▶ Passage given
---

Proof. It is clear that regularity conditions 1 and 2 holds. Since
\[
\frac{\partial f(\boldsymbol x;\theta)}{\partial\theta}=\sum _ {i=1}^{n}f _ 1\cdots f _ {i-1}\frac{\partial f _ i}{\partial \theta}f _ {i+1}\cdots f _ n,
\]taking integral, by Fubini's theorem we have \int|\partial f/\partial \theta|\, \mu(\mathrm d\boldsymbol x)<\infty. Again by Fubini's theorem,
\[
\int\frac{\partial f(\boldsymbol x;\theta)}{\partial\theta}\, \mu(\mathrm d\boldsymbol x)=0.
\]Thus regularity condition 3 holds.
\begin{align*}
&\mathbb E\Big[\Big(\frac{\partial}{\partial \theta}\ln f(\mathbf x;\theta)\Big)^2\Big] =\mathbb E\Big[\Big(\sum _ {i=1}^{n}\frac{\partial}{\partial \theta}\ln f _ i(\mathrm x _ i;\theta)\Big)^2\Big], \\
={}& \sum _ {i=1}^{n}\mathbb E\Big[\Big(\frac{\partial}{\partial \theta}\ln f _ i(\mathrm x _ i;\theta)\Big)^2\Big]+\sum _ {i,j}\mathbb E \Big[\Big(\frac{\partial}{\partial \theta}\ln f _ i(\mathrm x _ i;\theta)\Big)\Big(\frac{\partial}{\partial \theta}\ln f _ j(\mathrm x _ j;\theta)\Big)\Big] \\
={}& \sum _ {i=1}^{n}\mathbb E\Big[\Big(\frac{\partial}{\partial \theta}\ln f _ i(\mathrm x _ i;\theta)\Big)^2\Big]+\sum _ {i,j}\mathbb E \Big[\frac{\partial}{\partial \theta}\ln f _ i(\mathrm x _ i;\theta)\Big]\mathbb E\Big[\frac{\partial}{\partial \theta}\ln f _ j(\mathrm x _ j;\theta)\Big] \\
={}& \sum _ {i=1}^{n}\mathbb E\Big[\Big(\frac{\partial}{\partial \theta}\ln f _ i(\mathrm x _ i;\theta)\Big)^2\Big].
\end{align*}
Thus regularity condition 4 and I(\theta)=I _ 1(\theta)+\dots+I _ n(\theta) holds.
2.4. Data processing
The Fisher information cannot increase after data processing. Specifically, suppose \mathrm t=t(\mathbf x) is a statistic with density g(t;\theta), f and g satisfy the four regularity conditions and we can interchange the order of differentiation and integration under any domain of integration, then
\begin{equation}\label{1}
I _ {\mathbf x}(\theta)\geqslant I _ {\mathrm t}(\theta).

---

▶ Extracted entries
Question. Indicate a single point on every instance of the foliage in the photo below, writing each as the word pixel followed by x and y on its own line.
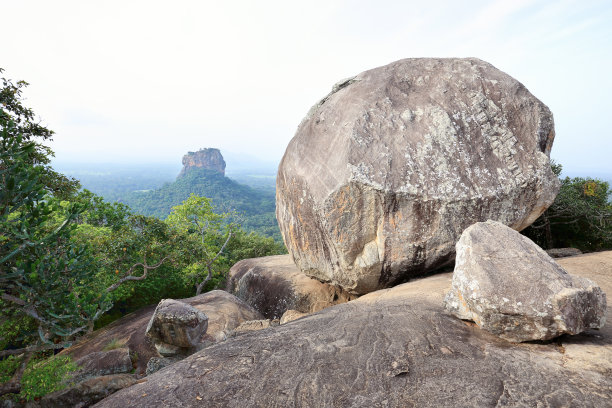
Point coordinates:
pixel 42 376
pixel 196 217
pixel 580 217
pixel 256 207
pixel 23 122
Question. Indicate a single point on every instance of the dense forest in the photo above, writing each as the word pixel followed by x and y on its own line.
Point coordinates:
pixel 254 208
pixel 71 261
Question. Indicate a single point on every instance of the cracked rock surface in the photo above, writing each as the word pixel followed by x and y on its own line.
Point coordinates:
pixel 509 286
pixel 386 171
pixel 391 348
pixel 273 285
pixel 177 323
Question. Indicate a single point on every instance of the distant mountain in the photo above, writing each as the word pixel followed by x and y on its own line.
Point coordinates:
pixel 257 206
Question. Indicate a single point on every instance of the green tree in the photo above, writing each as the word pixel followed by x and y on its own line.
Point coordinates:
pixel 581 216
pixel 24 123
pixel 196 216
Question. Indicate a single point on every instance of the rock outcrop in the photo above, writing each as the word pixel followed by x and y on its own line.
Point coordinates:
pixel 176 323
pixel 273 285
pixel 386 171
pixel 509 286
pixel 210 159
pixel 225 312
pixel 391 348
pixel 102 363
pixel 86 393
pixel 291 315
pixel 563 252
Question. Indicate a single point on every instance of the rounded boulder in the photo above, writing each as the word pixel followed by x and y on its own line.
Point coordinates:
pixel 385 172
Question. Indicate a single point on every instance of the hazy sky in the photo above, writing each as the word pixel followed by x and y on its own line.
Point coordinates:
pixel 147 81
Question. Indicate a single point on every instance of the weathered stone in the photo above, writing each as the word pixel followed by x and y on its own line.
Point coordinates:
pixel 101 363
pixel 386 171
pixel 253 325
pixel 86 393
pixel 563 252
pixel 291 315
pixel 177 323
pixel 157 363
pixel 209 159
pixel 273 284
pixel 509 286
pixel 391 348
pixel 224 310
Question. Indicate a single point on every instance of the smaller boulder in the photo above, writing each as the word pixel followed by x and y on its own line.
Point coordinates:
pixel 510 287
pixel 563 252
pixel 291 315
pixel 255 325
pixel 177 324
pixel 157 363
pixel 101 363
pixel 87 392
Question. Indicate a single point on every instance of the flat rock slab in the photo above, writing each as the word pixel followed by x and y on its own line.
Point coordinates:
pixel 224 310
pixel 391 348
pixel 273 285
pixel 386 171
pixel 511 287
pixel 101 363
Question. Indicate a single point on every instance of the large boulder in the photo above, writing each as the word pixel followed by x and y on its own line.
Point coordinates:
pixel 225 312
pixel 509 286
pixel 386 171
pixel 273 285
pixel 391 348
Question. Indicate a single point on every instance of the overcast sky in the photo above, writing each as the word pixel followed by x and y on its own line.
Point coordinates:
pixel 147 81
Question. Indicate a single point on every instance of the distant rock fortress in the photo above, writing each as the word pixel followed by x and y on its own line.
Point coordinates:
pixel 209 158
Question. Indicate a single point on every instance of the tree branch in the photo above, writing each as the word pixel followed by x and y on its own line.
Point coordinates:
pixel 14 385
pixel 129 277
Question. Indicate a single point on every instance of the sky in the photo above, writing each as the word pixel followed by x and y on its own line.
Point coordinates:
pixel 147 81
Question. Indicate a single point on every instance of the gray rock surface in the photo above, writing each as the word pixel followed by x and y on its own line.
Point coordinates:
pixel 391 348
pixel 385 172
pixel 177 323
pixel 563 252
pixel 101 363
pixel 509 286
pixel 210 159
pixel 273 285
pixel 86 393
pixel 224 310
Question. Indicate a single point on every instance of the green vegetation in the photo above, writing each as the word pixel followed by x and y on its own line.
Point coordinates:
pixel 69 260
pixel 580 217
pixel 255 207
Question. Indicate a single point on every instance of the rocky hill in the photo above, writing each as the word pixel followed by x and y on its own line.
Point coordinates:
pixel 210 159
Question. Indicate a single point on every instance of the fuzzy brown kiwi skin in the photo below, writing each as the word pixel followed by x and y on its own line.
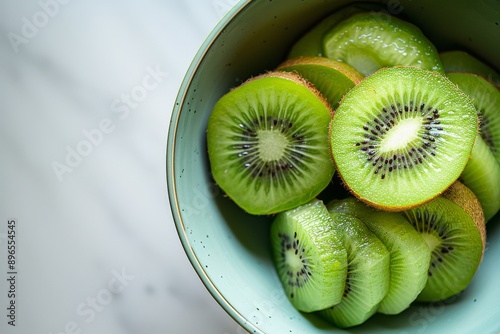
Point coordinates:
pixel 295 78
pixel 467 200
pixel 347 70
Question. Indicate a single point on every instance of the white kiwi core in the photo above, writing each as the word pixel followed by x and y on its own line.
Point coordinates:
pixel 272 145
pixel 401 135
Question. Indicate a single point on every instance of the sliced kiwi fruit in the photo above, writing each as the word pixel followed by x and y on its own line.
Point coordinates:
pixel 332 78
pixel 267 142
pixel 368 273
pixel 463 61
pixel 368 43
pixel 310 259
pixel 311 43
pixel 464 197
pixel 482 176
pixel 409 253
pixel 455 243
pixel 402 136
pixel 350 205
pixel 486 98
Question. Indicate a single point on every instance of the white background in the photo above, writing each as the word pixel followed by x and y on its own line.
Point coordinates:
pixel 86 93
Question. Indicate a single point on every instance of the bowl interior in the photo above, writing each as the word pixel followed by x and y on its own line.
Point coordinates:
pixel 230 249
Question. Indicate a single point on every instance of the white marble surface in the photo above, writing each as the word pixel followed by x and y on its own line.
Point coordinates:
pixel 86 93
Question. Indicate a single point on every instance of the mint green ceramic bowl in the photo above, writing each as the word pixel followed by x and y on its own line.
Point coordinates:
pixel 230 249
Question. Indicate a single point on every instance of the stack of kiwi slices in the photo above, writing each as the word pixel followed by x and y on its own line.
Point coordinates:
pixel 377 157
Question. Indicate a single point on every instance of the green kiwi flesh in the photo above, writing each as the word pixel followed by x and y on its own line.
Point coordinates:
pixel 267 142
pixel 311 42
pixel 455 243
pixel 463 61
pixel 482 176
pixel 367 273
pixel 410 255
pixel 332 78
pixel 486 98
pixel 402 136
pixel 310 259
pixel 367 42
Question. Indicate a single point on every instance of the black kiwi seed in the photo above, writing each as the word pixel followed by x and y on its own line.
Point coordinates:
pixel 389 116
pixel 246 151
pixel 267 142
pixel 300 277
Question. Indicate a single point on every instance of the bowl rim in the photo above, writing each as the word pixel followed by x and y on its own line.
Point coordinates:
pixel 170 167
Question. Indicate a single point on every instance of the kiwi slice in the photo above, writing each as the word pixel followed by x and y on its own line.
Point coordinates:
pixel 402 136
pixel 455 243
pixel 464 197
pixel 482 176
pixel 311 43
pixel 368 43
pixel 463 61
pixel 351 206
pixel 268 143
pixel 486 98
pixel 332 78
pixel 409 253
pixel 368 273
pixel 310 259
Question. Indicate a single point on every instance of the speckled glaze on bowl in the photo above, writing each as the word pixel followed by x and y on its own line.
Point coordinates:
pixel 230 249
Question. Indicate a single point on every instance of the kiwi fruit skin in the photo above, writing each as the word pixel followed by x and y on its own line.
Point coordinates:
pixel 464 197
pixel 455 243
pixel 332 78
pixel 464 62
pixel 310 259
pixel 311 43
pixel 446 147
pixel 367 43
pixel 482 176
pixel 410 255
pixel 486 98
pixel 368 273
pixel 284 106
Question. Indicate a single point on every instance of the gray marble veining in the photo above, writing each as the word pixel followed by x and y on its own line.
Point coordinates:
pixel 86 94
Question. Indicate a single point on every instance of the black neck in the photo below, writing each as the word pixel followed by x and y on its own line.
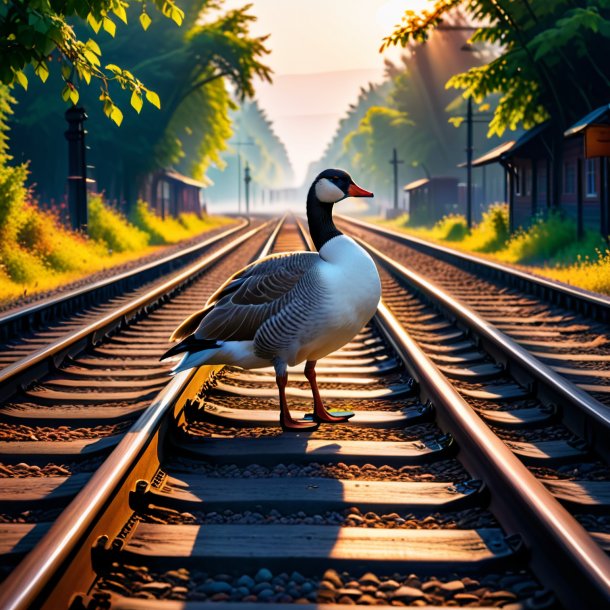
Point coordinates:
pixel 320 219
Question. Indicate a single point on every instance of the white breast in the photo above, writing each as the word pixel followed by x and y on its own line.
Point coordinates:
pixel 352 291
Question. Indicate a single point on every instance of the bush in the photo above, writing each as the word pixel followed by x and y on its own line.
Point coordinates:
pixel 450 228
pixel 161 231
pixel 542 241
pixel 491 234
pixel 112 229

---

▶ Goals
**a.** Write out the passage on Fisher information above, from "Proof. It is" to "condition 3 holds.".
**b.** Answer these questions from the passage on Fisher information above, one line each:
(i) Which theorem is used to conclude that the integral of the absolute value of ∂f/∂θ with respect to μ is finite?
(ii) According to the passage, what total does I(θ) equal once regularity condition 4 is shown?
(iii) What does the passage say happens to Fisher information after data processing?
**c.** In the passage on Fisher information above, how does the proof reach the conclusion that the integral of |∂f/∂θ| with respect to μ is finite? Answer in one to three sentences.

▶ Full solutions
**a.**
Proof. It is clear that regularity conditions 1 and 2 holds. Since
\[
\frac{\partial f(\boldsymbol x;\theta)}{\partial\theta}=\sum _ {i=1}^{n}f _ 1\cdots f _ {i-1}\frac{\partial f _ i}{\partial \theta}f _ {i+1}\cdots f _ n,
\]taking integral, by Fubini's theorem we have \int|\partial f/\partial \theta|\, \mu(\mathrm d\boldsymbol x)<\infty. Again by Fubini's theorem,
\[
\int\frac{\partial f(\boldsymbol x;\theta)}{\partial\theta}\, \mu(\mathrm d\boldsymbol x)=0.
\]Thus regularity condition 3 holds.

**b.**
(i) Fubini's theorem.
(ii) I(θ) equals I_1(θ) + … + I_n(θ).
(iii) It cannot increase.

**c.** The proof writes ∂f(x;θ)/∂θ as a sum over i from 1 to n. Each term is the product f_1⋯f_{i−1}(∂f_i/∂θ)f_{i+1}⋯f_n. It then takes the integral and applies Fubini's theorem to conclude that the integral of |∂f/∂θ| is finite.